Short task:
Each entry below should be reproduced character for character.
━━━━━ Provided data ━━━━━
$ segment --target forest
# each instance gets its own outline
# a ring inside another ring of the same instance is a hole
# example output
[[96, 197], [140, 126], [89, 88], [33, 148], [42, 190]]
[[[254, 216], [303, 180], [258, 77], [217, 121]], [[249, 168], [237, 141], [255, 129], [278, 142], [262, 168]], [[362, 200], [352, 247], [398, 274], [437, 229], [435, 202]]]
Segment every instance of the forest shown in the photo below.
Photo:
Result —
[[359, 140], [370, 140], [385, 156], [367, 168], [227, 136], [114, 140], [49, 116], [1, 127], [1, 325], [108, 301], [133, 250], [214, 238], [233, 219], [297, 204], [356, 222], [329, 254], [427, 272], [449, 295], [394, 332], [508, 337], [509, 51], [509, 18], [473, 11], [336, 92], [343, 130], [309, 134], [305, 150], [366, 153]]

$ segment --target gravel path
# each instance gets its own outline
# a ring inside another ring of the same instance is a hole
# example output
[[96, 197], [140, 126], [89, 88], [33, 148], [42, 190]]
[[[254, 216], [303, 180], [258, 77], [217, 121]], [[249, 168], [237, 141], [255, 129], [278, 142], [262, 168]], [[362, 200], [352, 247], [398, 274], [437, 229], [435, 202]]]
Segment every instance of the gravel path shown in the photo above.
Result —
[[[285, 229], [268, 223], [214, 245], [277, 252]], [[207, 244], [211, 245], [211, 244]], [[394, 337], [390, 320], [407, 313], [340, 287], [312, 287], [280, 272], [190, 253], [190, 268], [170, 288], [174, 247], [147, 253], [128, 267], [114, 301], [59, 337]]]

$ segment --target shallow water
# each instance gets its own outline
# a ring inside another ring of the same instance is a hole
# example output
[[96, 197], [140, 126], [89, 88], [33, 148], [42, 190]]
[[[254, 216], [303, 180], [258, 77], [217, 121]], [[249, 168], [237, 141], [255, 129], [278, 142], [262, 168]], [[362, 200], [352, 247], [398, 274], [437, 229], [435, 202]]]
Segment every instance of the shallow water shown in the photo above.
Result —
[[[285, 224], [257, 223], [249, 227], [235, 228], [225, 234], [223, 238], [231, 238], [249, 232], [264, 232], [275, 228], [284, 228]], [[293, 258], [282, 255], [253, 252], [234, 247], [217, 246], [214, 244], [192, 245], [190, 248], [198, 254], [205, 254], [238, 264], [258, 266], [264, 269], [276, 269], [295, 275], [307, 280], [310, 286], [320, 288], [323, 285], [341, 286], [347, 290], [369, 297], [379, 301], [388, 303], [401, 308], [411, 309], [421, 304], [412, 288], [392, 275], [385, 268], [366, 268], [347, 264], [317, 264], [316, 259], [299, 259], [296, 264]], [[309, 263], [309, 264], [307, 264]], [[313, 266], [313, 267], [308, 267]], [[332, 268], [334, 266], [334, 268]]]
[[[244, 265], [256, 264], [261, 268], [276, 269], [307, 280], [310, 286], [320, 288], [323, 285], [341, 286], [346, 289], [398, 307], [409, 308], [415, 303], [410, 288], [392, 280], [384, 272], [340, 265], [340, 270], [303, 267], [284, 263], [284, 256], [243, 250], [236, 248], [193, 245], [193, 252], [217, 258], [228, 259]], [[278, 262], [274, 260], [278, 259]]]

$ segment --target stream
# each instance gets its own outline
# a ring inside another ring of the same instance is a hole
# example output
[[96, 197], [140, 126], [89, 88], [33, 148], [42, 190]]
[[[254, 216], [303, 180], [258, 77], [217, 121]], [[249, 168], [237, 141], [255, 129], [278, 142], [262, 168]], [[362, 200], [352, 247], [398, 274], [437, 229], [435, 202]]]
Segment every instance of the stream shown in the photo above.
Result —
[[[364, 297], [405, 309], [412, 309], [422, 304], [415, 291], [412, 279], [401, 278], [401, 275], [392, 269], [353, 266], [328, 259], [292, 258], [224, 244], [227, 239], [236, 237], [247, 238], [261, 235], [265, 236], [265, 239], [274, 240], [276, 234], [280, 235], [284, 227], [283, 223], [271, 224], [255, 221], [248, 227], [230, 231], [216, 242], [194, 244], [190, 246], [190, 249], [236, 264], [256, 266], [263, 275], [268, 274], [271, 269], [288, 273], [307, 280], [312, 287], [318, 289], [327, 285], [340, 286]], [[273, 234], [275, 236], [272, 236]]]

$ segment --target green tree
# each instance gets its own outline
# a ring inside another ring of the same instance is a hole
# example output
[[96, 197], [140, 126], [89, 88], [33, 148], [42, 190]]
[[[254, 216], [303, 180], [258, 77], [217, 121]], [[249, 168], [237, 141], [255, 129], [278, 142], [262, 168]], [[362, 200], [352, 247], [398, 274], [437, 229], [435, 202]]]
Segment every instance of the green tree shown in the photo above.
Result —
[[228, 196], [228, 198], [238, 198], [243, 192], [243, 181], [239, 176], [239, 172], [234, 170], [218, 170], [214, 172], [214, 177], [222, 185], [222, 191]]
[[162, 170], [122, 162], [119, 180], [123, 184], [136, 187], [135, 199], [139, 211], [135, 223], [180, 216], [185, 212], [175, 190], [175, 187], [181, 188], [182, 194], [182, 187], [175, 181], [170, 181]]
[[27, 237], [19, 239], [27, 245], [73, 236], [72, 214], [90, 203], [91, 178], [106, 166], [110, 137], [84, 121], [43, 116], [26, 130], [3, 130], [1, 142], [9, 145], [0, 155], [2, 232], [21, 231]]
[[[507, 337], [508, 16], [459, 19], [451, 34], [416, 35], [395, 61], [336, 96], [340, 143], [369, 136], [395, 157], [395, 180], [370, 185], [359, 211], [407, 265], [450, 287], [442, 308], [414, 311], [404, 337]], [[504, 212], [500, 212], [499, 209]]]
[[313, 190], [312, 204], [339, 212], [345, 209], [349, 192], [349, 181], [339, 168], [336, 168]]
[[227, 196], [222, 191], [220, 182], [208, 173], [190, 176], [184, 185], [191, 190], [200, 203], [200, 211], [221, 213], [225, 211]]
━━━━━
In response:
$ segment --target forest
# each instance gets its own outline
# a ring inside another ring of the same instance is a hole
# example output
[[96, 197], [140, 126], [89, 88], [33, 148], [42, 190]]
[[[254, 216], [303, 180], [258, 77], [217, 121]], [[249, 168], [237, 141], [255, 129], [278, 142], [262, 168]], [[362, 200], [352, 247], [398, 274], [437, 229], [435, 202]]]
Segment every instance of the forest shown in the photo below.
Photo:
Result —
[[359, 140], [370, 140], [385, 156], [367, 168], [227, 136], [114, 140], [49, 116], [1, 127], [1, 325], [108, 301], [133, 250], [214, 238], [233, 219], [297, 204], [356, 222], [329, 254], [427, 272], [449, 295], [394, 332], [508, 337], [509, 51], [509, 18], [473, 11], [336, 92], [343, 130], [309, 134], [305, 150], [366, 153]]

$ segment --target gravel path
# each instance gets its own outline
# a ring inside another ring of the same instance is a hole
# example output
[[96, 197], [140, 126], [89, 88], [33, 148], [42, 190]]
[[[254, 216], [303, 180], [258, 77], [217, 121]], [[249, 168], [237, 141], [255, 129], [278, 142], [262, 168]], [[362, 200], [352, 247], [398, 274], [437, 229], [435, 202]]]
Segment every instance of the gravel path shown in the photo above.
Result —
[[[285, 229], [268, 223], [214, 245], [277, 252]], [[207, 244], [211, 245], [211, 244]], [[394, 337], [390, 320], [407, 313], [340, 287], [312, 287], [280, 272], [190, 253], [190, 268], [170, 288], [174, 247], [147, 253], [128, 267], [114, 301], [59, 337]]]

$ segment --target shallow water
# each instance gets its own outline
# a ring inside another ring of the same instance is a hole
# example output
[[96, 197], [140, 126], [89, 88], [33, 148], [42, 190]]
[[[254, 216], [303, 180], [258, 77], [217, 121]], [[249, 168], [237, 141], [255, 129], [278, 142], [262, 168]], [[362, 200], [352, 247], [398, 274], [437, 229], [435, 202]]]
Segment every instance of the shallow water shown in the photo above.
Result —
[[[285, 224], [257, 223], [249, 227], [235, 228], [225, 234], [223, 238], [231, 238], [249, 232], [264, 232], [275, 228], [284, 228]], [[293, 258], [282, 255], [253, 252], [234, 247], [217, 246], [214, 244], [192, 245], [190, 248], [198, 254], [205, 254], [238, 264], [258, 266], [264, 269], [276, 269], [295, 275], [307, 280], [310, 286], [320, 288], [323, 285], [341, 286], [347, 290], [369, 297], [379, 301], [388, 303], [401, 308], [411, 309], [421, 304], [412, 288], [392, 275], [385, 268], [366, 268], [347, 264], [317, 264], [316, 259], [299, 259], [296, 264]], [[309, 263], [309, 264], [307, 264]], [[313, 266], [313, 267], [308, 267]], [[332, 268], [334, 266], [334, 268]]]
[[[244, 265], [256, 264], [261, 268], [276, 269], [307, 280], [310, 286], [320, 288], [323, 285], [341, 286], [346, 289], [398, 307], [409, 308], [415, 303], [410, 288], [392, 280], [384, 272], [340, 265], [340, 270], [303, 267], [284, 263], [284, 256], [243, 250], [236, 248], [193, 245], [193, 252], [217, 258], [228, 259]], [[278, 262], [274, 260], [278, 259]]]

$ segment --target stream
# each instance gets its own outline
# a ring inside another ring of the same instance is a hole
# example output
[[96, 197], [140, 126], [89, 88], [33, 148], [42, 190]]
[[[254, 216], [303, 180], [258, 77], [217, 121]], [[249, 168], [237, 141], [255, 129], [278, 142], [262, 168]], [[362, 200], [352, 247], [398, 274], [437, 229], [435, 202]]]
Segment every instance of the stream shown in the photo above.
Result —
[[[364, 297], [405, 309], [412, 309], [422, 304], [415, 291], [412, 279], [401, 278], [401, 275], [392, 269], [353, 266], [328, 259], [292, 258], [224, 244], [227, 239], [236, 237], [247, 238], [261, 235], [265, 236], [265, 239], [274, 240], [276, 234], [280, 235], [284, 227], [283, 223], [271, 224], [255, 221], [248, 227], [230, 231], [216, 242], [194, 244], [190, 246], [190, 249], [236, 264], [256, 266], [263, 275], [268, 274], [271, 269], [288, 273], [307, 280], [312, 287], [318, 289], [327, 285], [340, 286]], [[273, 234], [275, 236], [272, 236]]]

$ segment --target green tree
# each instance gets its own outline
# a ring inside another ring of the same instance is a hole
# example output
[[96, 197], [140, 126], [89, 88], [33, 148], [42, 190]]
[[[254, 216], [303, 180], [258, 77], [217, 121]], [[249, 168], [237, 141], [255, 129], [278, 142], [262, 168]], [[362, 200], [352, 247], [398, 274], [437, 229], [435, 202]]]
Segment every instance of the green tree shown in the photo above.
Result —
[[228, 196], [228, 198], [238, 198], [243, 192], [243, 181], [239, 176], [239, 172], [234, 170], [218, 170], [214, 172], [214, 177], [222, 185], [222, 191]]
[[162, 170], [122, 162], [119, 180], [123, 184], [136, 187], [135, 199], [139, 211], [135, 223], [180, 216], [185, 212], [175, 190], [175, 187], [181, 188], [182, 194], [182, 187], [175, 181], [170, 181]]
[[27, 237], [19, 239], [27, 245], [73, 236], [72, 214], [90, 203], [91, 178], [106, 166], [110, 137], [84, 121], [43, 116], [26, 130], [3, 130], [1, 142], [9, 145], [0, 155], [2, 232], [21, 231]]
[[[507, 337], [508, 16], [459, 19], [451, 34], [416, 35], [395, 61], [336, 96], [340, 143], [369, 136], [395, 157], [395, 180], [370, 185], [359, 211], [407, 265], [450, 287], [442, 308], [414, 311], [404, 337]], [[504, 212], [500, 212], [499, 209]]]
[[313, 190], [312, 204], [339, 212], [345, 209], [349, 192], [349, 181], [339, 168], [336, 168]]
[[227, 196], [222, 191], [220, 182], [208, 173], [190, 176], [184, 185], [191, 190], [200, 203], [200, 211], [221, 213], [225, 211]]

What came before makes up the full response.